DIRECTIONS ::
Answer these questions using the passage on renewable energy:
1. Which organization issued the new report?
2. What share of the transport sector does renewable energy account for?
3. How much did private banks provide for fossil fuel projects over the past three years?

SELECTED PASSAGE ::
*** Block opens ***

Renewables continue to grow at an impressive rate in the global power sector, but not as much in the cooling, heating and transport sectors, according to a new report by REN21. In the wake of the COVID-19 pandemic, the world must immediately switch to clean energy in these other sectors or to prevent the impending climate disaster, according to the report.
The Renewables 2020 Global Status Report (GSR) states that while the total final energy demand continues to rise, the share of renewables has barely increased in the past decade. According to the report, while renewable energy share in the power sector is a healthy 26%, it is as low as 10% in the heating and cooling sector and only 3% in the transport sector.
The rising demand for fossil fuels, however, continues to be a worry. In 2019, the report found that globally, the private sector signed power purchase agreements (PPAs) for a record growth of over 43% in new renewable power capacity from 2018 to 2019. But while some countries are phasing out coal, others continue to invest in new coal-fired power plants. Finance from private banks for fossil fuel projects has increased each year since 2015, totalling $2.7 trillion over the past three years, the report highlighted.

*** Block closes ***

DATA ::
*** Block opens ***

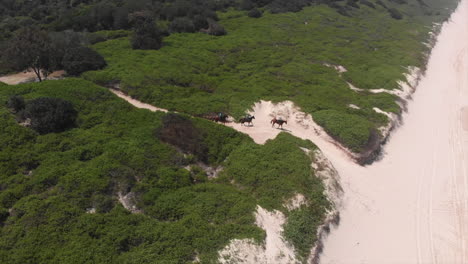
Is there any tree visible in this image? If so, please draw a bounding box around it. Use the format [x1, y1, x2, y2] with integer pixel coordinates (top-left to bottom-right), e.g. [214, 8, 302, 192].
[62, 47, 107, 75]
[24, 97, 77, 134]
[3, 27, 56, 81]
[129, 12, 162, 50]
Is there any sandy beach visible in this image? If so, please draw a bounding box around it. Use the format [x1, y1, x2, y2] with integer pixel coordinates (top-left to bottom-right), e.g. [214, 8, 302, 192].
[0, 0, 468, 264]
[321, 0, 468, 263]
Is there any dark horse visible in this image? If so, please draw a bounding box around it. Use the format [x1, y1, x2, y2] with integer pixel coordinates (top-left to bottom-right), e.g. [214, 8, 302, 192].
[270, 117, 288, 128]
[239, 116, 255, 126]
[209, 113, 229, 124]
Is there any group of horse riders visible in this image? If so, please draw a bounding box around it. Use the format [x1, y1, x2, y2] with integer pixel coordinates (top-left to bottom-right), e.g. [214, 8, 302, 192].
[214, 112, 288, 128]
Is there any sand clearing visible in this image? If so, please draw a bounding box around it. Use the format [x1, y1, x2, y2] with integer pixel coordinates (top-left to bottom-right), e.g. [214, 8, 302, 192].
[460, 106, 468, 132]
[0, 71, 65, 85]
[0, 0, 468, 263]
[321, 0, 468, 263]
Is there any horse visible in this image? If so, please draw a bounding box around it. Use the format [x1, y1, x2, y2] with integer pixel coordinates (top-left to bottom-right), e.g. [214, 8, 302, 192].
[239, 116, 255, 126]
[209, 113, 229, 124]
[270, 117, 288, 129]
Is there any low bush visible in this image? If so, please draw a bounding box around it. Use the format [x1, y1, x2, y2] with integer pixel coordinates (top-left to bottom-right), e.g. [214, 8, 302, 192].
[247, 8, 262, 18]
[156, 113, 208, 162]
[313, 110, 373, 152]
[62, 47, 107, 76]
[24, 97, 77, 134]
[7, 95, 26, 113]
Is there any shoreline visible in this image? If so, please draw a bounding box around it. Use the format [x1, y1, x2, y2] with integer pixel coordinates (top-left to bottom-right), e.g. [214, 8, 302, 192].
[322, 0, 468, 263]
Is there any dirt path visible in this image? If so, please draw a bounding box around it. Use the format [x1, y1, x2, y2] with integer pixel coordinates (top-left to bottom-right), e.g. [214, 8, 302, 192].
[0, 3, 468, 264]
[105, 0, 468, 264]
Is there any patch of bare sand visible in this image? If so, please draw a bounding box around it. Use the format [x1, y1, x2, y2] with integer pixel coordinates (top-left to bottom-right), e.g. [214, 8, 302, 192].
[219, 206, 300, 264]
[460, 106, 468, 131]
[321, 0, 468, 264]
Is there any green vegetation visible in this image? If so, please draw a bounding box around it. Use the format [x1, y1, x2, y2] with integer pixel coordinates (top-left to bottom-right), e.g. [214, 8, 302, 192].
[0, 0, 457, 264]
[0, 79, 327, 264]
[84, 2, 436, 152]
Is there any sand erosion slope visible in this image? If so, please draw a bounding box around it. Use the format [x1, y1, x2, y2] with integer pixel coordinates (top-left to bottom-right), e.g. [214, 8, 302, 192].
[322, 0, 468, 263]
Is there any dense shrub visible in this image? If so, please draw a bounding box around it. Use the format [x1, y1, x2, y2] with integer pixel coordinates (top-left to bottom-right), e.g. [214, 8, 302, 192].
[7, 95, 26, 112]
[169, 17, 195, 33]
[247, 8, 262, 18]
[156, 114, 208, 162]
[388, 8, 403, 19]
[314, 110, 372, 152]
[359, 0, 375, 8]
[62, 47, 107, 75]
[130, 12, 162, 50]
[24, 97, 77, 134]
[202, 19, 227, 36]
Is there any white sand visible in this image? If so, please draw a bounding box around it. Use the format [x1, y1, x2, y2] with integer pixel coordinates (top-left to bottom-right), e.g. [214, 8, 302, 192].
[0, 71, 65, 85]
[322, 0, 468, 263]
[219, 206, 299, 264]
[0, 3, 468, 263]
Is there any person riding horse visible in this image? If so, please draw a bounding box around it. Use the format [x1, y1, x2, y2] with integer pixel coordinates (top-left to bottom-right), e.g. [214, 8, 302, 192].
[239, 114, 255, 126]
[270, 117, 288, 129]
[210, 112, 228, 124]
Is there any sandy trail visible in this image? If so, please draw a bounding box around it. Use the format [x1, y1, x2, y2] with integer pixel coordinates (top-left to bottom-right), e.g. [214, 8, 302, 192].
[0, 0, 468, 264]
[98, 5, 468, 258]
[321, 0, 468, 263]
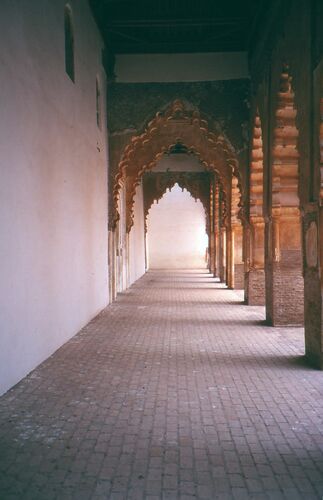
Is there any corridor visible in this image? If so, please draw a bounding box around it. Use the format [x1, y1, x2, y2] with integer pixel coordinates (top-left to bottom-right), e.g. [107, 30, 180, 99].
[0, 270, 323, 500]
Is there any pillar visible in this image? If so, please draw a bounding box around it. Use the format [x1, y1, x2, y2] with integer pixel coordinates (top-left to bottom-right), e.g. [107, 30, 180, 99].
[266, 207, 304, 326]
[246, 216, 266, 306]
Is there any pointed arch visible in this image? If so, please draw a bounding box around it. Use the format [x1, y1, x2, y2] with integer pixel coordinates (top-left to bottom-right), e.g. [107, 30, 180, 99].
[113, 100, 241, 235]
[143, 172, 214, 232]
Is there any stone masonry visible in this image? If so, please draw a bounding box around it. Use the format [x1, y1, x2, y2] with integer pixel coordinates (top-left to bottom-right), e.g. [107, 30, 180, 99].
[0, 271, 323, 500]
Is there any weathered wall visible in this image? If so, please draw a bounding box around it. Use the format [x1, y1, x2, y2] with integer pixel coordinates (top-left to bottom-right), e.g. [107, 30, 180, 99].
[129, 184, 145, 285]
[147, 185, 207, 269]
[115, 52, 249, 83]
[0, 0, 108, 393]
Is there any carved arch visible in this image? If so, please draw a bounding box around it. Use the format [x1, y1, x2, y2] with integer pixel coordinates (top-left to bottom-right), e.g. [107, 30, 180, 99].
[113, 100, 241, 232]
[143, 172, 214, 233]
[272, 64, 299, 209]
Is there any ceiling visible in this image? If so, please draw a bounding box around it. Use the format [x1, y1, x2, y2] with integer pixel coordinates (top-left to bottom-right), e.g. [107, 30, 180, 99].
[89, 0, 270, 54]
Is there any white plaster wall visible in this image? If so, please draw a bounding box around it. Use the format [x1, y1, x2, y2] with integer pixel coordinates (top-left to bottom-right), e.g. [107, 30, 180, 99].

*** Block closes ***

FINAL ANSWER ::
1. REN21
2. 3%
3. $2.7 trillion